▶ EXERCISE
Please pull out every line in the entries below that contains the word "mound", and copy each one. Case counts, so match only that exact capitalization.

▶ DATA SHOWN
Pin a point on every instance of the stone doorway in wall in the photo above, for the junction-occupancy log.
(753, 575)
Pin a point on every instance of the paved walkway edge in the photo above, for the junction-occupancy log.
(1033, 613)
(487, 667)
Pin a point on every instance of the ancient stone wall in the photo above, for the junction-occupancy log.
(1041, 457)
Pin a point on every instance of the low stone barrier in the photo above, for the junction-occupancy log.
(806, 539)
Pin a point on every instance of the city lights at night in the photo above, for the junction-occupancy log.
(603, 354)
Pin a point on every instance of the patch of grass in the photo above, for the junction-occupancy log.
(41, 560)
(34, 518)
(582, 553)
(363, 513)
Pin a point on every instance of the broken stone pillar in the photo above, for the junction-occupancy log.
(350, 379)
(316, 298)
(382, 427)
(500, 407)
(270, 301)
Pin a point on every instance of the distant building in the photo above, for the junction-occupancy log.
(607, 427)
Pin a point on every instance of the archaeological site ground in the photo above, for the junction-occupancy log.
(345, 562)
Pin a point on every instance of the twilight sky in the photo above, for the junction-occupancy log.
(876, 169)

---

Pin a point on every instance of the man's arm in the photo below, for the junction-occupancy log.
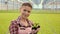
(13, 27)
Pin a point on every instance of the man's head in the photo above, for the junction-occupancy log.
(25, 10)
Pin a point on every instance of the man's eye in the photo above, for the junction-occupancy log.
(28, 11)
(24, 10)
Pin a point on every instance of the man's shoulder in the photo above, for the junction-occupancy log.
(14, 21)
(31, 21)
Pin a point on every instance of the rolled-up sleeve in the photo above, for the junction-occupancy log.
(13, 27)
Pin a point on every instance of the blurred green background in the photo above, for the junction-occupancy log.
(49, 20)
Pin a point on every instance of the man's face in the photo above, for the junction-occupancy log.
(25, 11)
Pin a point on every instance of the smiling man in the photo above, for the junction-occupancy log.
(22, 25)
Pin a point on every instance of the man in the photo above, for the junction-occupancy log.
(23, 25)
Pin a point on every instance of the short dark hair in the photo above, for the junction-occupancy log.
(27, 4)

...

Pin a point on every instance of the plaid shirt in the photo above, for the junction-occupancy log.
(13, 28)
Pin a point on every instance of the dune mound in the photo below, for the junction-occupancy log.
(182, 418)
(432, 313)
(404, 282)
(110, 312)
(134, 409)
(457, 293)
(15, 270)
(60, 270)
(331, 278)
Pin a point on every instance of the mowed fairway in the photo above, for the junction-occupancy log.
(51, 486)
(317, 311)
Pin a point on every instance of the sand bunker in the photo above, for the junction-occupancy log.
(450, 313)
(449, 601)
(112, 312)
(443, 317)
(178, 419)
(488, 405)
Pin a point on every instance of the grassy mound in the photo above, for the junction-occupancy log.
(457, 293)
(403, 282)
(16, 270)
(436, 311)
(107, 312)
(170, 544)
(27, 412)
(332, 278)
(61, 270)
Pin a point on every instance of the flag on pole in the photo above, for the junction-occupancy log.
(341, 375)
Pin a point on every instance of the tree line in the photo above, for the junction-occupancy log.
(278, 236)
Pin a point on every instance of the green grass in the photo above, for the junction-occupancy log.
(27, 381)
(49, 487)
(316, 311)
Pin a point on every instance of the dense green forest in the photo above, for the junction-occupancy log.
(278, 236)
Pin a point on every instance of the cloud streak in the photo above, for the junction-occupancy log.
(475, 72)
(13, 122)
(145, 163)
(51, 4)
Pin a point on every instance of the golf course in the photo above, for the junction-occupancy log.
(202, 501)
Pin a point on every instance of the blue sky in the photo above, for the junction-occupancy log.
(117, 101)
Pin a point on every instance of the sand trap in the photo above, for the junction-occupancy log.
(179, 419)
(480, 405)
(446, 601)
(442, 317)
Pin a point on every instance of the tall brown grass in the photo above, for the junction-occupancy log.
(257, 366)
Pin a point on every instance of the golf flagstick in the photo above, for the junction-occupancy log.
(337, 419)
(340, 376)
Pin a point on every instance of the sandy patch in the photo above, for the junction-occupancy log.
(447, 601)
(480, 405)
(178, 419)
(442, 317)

▶ RESPONSE TO THIS TASK
Pin a point on every instance of the dune mound in the photo below, for the junction-occupancy log.
Pin a point on every instance of the grassy mound in the photo above, for the junction-occupancy log.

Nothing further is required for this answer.